Render the part that opens with the line containing "# target: grassy slope" and closes with the line containing "M 17 113 L 14" as a Markdown table with the columns Row and Line. Number each line, and leave out any blank lines.
****************
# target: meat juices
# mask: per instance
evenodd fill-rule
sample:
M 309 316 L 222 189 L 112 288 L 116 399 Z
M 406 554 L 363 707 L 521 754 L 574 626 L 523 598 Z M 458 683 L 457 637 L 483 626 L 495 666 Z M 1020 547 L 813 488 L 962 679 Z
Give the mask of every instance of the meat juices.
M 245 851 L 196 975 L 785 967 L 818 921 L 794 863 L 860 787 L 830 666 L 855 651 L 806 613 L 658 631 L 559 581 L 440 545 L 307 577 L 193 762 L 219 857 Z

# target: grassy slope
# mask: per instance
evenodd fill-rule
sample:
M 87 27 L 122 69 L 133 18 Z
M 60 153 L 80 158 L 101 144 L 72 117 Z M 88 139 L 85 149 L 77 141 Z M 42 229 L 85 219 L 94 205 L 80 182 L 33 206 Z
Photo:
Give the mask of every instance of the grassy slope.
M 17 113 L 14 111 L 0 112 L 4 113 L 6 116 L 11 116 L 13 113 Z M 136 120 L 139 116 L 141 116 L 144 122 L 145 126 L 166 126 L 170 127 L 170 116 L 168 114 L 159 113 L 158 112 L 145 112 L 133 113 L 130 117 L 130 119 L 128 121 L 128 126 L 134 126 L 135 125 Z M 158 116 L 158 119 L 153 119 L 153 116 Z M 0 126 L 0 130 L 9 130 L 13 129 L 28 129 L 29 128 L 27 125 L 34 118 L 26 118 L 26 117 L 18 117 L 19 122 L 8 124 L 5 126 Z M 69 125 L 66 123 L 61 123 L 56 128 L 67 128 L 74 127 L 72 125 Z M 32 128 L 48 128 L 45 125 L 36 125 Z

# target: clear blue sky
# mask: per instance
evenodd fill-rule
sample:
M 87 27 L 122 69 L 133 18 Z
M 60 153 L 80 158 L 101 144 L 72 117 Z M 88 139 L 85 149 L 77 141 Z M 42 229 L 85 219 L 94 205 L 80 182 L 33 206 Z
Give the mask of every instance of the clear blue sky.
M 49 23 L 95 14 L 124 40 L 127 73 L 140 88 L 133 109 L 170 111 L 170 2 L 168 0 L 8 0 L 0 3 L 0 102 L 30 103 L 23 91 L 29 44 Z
****************
The result
| Row | Line |
|---|---|
| 1 | # target: grassy slope |
| 2 | # mask: per instance |
| 3 | evenodd fill-rule |
| 4 | sample: |
| 5 | M 87 27 L 122 69 L 133 18 Z |
| 6 | M 60 153 L 80 158 L 101 144 L 72 117 Z M 88 139 L 85 149 L 77 141 Z M 42 229 L 85 219 L 94 205 L 80 182 L 33 206 Z |
| 7 | Photo: |
| 8 | Give the mask of every instance of the grassy slope. |
| 9 | M 17 113 L 14 111 L 0 112 L 4 113 L 6 116 L 11 116 L 13 113 Z M 136 120 L 139 116 L 141 116 L 144 122 L 145 126 L 166 126 L 170 127 L 170 116 L 168 114 L 159 113 L 158 112 L 145 112 L 133 113 L 130 117 L 130 119 L 128 121 L 128 126 L 134 126 L 135 125 Z M 158 116 L 158 119 L 153 119 L 153 116 Z M 0 126 L 0 130 L 9 130 L 13 129 L 28 129 L 29 128 L 27 125 L 34 118 L 26 118 L 26 117 L 18 117 L 19 122 L 8 124 L 5 126 Z M 69 125 L 66 123 L 61 123 L 56 128 L 67 128 L 74 127 L 72 125 Z M 32 128 L 48 128 L 45 125 L 36 125 Z |